▶ _Text extract_
** START **
Hatinger said during Wednesday’s event that his company is still trying to find its place while hurdling various legislative, capital and acceptance barriers. Started in the summer of 2015, Detroit Ento’s goal is to develop an entire supply chain locally. While the company is currently doing the “regulatory dance,” Hatinger said it has found niches in the culinary sector, and is also working with Detroit public schools to develop a learning platform that would ultimately create job skills for the future. He expressed support for investing in ideas, infrastructure and people.
“We know that we have very few answers, but we’re learning in the process,” Hatinger said.
Also appearing on the panel was Janis Bowdler, a small business and community development specialist with JPMorgan Chase. The global financial firm has launched Small Business Forward, a $75 million initiative that focuses on female-, minority- and veteran-owned small businesses. She said that while small businesses are creating the greatest share of new jobs, it’s also an area in which the U.S. is losing many jobs. She warned of a reversal in trends if cities don’t cut red tape on permitting and licensing and invest in infrastructure, both of which would foster small business growth.
** END **
▶ _Provided material_
** START **
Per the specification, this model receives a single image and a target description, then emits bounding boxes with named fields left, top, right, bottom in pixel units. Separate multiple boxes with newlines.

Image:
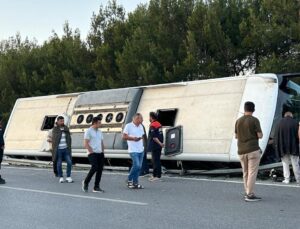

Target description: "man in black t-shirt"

left=148, top=112, right=164, bottom=181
** END **
▶ _Task directions_
Answer each question briefly from the text extract.
1. In what season and year was Detroit Ento started?
2. Which company employs Janis Bowdler?
3. How much money does the Small Business Forward initiative involve?

▶ _The solution_
1. The summer of 2015.
2. JPMorgan Chase.
3. $75 million.